**** Supplied entries ****

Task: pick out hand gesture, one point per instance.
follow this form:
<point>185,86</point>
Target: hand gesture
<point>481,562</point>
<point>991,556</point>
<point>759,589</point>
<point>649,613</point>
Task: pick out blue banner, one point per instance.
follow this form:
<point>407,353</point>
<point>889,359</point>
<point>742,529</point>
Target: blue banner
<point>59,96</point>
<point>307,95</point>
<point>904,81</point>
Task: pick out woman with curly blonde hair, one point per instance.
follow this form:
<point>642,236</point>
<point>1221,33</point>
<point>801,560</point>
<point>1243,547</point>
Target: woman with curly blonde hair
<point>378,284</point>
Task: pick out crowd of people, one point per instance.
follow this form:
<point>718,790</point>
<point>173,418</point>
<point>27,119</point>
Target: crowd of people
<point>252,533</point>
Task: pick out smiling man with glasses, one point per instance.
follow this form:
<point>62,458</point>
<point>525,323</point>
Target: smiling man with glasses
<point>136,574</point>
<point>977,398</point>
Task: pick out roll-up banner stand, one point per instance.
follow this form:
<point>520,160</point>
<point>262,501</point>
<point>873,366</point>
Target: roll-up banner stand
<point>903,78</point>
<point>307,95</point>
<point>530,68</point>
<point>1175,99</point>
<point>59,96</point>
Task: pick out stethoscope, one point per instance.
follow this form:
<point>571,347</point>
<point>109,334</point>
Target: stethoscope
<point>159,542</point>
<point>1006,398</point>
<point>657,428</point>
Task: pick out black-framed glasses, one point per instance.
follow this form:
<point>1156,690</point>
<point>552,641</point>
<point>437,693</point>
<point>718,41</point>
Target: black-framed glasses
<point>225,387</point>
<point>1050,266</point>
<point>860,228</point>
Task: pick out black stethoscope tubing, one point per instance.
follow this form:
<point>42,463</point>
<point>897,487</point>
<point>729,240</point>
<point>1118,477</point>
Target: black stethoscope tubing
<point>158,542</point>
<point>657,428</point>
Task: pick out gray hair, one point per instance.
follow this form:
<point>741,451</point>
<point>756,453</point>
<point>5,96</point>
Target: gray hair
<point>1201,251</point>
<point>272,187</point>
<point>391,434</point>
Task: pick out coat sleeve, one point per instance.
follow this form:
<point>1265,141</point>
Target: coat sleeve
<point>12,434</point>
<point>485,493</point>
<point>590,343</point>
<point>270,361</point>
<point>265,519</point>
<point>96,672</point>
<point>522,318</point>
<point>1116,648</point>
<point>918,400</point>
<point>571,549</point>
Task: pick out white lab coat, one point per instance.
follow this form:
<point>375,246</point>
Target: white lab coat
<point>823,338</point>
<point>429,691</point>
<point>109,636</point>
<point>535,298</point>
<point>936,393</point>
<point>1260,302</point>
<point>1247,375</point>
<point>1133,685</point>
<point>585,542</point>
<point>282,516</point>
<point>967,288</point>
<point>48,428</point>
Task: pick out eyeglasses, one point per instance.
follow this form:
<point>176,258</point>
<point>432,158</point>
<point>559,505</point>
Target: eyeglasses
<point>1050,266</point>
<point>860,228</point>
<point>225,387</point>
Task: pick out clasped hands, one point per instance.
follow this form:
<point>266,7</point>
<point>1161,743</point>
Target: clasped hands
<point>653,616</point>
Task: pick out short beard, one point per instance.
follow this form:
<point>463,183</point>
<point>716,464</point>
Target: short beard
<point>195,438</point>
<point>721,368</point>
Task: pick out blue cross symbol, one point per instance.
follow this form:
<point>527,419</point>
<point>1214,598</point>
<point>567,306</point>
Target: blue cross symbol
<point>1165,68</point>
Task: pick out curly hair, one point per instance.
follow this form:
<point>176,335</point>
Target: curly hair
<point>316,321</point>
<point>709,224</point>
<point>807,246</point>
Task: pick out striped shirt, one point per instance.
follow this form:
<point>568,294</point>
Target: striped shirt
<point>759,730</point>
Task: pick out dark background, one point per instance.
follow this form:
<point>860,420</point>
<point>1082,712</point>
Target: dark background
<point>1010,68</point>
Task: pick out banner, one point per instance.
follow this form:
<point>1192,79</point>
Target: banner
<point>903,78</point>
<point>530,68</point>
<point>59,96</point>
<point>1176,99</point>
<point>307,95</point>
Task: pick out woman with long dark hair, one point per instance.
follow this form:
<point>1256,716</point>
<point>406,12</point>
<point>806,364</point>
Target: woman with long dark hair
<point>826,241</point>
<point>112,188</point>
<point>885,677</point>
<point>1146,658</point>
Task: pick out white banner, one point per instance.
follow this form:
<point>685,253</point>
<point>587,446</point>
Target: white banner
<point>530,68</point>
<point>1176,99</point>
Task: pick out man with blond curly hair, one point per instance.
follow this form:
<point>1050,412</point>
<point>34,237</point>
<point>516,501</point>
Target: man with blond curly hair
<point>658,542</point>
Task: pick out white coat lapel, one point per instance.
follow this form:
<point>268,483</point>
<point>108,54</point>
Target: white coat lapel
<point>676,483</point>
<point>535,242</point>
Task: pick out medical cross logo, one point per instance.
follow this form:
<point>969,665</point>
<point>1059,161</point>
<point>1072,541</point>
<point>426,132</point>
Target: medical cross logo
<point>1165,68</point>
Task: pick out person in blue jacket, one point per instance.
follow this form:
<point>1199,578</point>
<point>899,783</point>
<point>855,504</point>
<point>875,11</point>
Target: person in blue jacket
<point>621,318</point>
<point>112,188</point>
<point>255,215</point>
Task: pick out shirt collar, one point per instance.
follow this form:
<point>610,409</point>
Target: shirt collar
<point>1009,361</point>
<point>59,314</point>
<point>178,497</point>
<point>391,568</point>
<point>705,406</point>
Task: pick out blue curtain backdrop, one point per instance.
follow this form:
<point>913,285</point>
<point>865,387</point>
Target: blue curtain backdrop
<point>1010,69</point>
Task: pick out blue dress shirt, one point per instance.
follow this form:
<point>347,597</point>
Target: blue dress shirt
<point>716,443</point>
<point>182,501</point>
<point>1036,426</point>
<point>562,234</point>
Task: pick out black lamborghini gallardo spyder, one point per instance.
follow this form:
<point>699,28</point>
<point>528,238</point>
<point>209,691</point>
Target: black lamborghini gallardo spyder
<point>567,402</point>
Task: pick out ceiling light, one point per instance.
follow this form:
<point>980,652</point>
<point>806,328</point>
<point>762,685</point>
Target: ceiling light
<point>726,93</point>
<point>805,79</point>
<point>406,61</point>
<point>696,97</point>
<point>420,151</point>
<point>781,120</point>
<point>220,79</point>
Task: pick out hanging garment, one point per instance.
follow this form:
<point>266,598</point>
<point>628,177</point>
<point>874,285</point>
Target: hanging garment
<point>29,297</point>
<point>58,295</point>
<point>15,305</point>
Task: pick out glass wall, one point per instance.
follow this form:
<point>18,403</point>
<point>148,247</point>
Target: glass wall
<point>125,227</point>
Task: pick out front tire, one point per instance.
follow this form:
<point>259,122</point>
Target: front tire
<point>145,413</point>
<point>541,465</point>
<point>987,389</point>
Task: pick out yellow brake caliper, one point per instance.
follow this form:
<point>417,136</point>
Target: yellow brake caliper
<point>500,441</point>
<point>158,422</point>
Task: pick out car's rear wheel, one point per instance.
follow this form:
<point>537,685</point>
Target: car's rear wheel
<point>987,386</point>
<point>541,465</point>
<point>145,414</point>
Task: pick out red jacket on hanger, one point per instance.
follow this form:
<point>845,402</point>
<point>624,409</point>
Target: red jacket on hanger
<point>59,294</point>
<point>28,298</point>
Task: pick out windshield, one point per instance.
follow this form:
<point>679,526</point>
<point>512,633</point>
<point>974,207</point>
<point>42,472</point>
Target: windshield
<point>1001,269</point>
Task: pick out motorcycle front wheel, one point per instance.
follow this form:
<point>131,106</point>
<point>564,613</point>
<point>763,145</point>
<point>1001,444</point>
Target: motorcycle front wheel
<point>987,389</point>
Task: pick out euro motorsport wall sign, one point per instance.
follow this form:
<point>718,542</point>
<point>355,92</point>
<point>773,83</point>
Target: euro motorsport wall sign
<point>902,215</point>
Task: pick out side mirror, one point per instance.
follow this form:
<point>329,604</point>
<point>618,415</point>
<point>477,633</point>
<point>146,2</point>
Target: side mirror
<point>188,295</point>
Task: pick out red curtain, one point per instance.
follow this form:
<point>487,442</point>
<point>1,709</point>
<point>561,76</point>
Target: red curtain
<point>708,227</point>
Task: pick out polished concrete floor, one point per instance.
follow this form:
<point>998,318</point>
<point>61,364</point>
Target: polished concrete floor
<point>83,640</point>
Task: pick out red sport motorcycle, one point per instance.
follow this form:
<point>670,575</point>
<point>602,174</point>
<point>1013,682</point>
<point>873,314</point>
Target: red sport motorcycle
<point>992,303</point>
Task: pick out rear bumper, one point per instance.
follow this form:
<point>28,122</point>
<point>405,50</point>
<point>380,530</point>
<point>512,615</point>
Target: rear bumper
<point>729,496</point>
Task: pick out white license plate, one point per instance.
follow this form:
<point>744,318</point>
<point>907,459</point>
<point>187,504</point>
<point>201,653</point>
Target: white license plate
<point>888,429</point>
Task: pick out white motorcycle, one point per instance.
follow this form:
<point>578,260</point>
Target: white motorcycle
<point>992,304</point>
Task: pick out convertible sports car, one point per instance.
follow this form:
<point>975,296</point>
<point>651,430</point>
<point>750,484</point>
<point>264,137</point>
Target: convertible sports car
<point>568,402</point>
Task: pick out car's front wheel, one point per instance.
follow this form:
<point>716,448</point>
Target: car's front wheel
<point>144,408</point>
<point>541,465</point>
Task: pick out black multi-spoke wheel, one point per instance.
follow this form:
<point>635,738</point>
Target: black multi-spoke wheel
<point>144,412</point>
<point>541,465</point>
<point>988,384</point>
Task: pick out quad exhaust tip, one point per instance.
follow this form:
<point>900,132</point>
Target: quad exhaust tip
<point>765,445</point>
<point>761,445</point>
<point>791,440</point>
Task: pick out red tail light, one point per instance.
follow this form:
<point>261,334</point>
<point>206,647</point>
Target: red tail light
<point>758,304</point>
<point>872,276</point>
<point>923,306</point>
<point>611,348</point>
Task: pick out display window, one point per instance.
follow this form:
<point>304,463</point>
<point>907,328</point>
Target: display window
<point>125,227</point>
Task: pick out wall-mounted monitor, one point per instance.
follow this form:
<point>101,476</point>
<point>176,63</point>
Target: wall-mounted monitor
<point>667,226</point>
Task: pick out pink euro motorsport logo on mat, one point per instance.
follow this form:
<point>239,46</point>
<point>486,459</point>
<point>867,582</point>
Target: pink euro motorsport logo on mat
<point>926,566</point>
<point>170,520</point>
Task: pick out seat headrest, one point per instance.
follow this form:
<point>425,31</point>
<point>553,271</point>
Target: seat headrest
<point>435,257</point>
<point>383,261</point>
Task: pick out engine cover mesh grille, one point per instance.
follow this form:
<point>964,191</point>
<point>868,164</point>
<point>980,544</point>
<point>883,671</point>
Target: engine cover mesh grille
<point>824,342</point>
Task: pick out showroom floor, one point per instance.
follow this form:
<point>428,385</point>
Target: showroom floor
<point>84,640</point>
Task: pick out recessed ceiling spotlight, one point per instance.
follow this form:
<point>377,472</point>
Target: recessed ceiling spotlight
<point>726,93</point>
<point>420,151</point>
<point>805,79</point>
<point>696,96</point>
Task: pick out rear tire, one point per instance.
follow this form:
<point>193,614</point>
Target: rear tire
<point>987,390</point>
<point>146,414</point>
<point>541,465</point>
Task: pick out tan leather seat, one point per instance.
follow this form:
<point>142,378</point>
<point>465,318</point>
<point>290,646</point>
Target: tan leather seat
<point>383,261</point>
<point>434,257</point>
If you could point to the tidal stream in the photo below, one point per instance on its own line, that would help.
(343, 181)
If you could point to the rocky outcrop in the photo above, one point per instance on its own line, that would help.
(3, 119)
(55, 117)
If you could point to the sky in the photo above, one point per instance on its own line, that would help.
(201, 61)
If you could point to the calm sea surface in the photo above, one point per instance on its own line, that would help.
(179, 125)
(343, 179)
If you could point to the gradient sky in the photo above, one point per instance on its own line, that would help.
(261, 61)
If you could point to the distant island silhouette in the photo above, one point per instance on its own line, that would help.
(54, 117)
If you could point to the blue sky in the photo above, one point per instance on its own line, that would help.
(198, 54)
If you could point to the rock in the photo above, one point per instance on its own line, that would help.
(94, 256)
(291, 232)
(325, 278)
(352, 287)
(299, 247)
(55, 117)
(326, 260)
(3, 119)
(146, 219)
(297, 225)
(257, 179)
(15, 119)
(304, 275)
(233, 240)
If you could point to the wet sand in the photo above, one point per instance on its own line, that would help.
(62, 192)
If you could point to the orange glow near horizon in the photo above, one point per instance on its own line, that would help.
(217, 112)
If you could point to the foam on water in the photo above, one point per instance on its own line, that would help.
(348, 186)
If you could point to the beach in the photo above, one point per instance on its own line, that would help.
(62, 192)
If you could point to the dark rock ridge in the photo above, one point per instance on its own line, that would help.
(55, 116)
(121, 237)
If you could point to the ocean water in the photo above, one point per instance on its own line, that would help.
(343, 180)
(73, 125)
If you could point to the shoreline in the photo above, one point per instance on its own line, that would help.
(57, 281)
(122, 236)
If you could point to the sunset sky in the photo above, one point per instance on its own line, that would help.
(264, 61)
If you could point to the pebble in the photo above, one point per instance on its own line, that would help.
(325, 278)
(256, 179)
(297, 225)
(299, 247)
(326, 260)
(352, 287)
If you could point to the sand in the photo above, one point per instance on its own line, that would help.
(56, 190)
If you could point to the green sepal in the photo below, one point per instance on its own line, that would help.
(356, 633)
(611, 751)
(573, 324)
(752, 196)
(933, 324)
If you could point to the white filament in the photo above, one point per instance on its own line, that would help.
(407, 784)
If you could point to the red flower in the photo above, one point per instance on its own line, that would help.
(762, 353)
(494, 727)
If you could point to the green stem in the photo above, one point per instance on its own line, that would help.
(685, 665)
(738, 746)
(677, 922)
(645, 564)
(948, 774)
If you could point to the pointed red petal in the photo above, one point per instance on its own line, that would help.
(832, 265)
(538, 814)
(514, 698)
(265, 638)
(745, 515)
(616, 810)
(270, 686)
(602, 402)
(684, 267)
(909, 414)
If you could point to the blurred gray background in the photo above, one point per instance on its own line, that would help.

****

• [Your objective]:
Only the lines from the one containing "If you could point to the pebble" through the end of the entries above belong in the answer; repeat them exactly.

• [Task solution]:
If you could point to the pebble in the photo above, one point per instance on its own line, that would help.
(325, 278)
(256, 179)
(297, 225)
(299, 247)
(326, 260)
(352, 287)
If you could point to the sand in the photo above, one point per instance on its own line, that would help.
(56, 190)
If you could point to the green sepal in the photo below, one point per instance on its own line, that would help.
(356, 633)
(611, 751)
(573, 324)
(752, 196)
(933, 324)
If you could point to the white filament in the photo above, one point per instance on its own line, that would help.
(407, 784)
If you could point to the red flower in the photo above, one point per instance on its own line, that would help.
(762, 353)
(494, 727)
If you could point to the green stem in the photo above, one point per instance on its own line, that would help.
(685, 665)
(738, 746)
(677, 922)
(645, 564)
(948, 774)
If you could point to the pointed red petal in the photo above, one point per instance on its own line, that would help.
(832, 265)
(538, 814)
(514, 698)
(265, 638)
(745, 515)
(616, 810)
(270, 686)
(602, 402)
(684, 267)
(909, 414)
If you could point to the blurred gray background in the photo above, one point per instance on its own line, that would help.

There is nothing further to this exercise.